Task to carry out :: Each record below should appear again exactly as written.

──────────

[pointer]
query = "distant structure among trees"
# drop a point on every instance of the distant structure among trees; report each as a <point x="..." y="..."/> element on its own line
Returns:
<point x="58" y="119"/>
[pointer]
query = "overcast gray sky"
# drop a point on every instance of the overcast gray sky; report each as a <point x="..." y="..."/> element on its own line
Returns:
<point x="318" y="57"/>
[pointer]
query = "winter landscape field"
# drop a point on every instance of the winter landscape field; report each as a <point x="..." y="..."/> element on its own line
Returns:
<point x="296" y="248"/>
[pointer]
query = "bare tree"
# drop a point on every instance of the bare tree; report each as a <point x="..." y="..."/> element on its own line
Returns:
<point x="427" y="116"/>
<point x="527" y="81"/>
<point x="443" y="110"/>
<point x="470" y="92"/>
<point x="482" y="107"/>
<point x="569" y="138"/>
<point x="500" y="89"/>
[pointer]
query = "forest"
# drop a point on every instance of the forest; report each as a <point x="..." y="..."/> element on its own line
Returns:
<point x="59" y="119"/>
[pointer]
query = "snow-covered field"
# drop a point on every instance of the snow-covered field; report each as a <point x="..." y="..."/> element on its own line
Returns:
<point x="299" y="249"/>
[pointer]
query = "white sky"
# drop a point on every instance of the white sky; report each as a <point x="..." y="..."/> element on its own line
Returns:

──────────

Output for this task ::
[pointer]
query = "distant structure among trees"
# drop a point on every instance of the distant structure among trees; report each as a <point x="..." y="..."/> element on its own line
Returns:
<point x="58" y="119"/>
[pointer]
query = "overcast gray sky"
# drop a point on every instance of the overcast gray sky; report each as a <point x="..." y="..."/> element on its own line
Returns:
<point x="318" y="57"/>
[pointer]
query = "winter landscape field"
# drop a point on every instance of the winter landscape field; report each as a <point x="..." y="..."/> element on its own line
Returns:
<point x="296" y="248"/>
[pointer]
query = "bare tree"
# drop a point on every instance of the bare tree; report each as a <point x="..." y="..."/> element on its own line
Returns:
<point x="427" y="116"/>
<point x="527" y="81"/>
<point x="443" y="110"/>
<point x="470" y="92"/>
<point x="482" y="107"/>
<point x="569" y="138"/>
<point x="500" y="89"/>
[pointer]
query = "forest"
# drop a point on every instance of the forest; report each as a <point x="..." y="..."/> element on its own line
Returns:
<point x="59" y="119"/>
[pointer]
query = "snow-covered field"
# drop a point on every instance of the snow-covered field; report each as a <point x="..." y="..."/> element on its own line
Returns:
<point x="299" y="249"/>
[pointer]
query = "white sky"
# drop a point on every instance of the white sky; report each as a <point x="..." y="..."/> element on its own line
Returns:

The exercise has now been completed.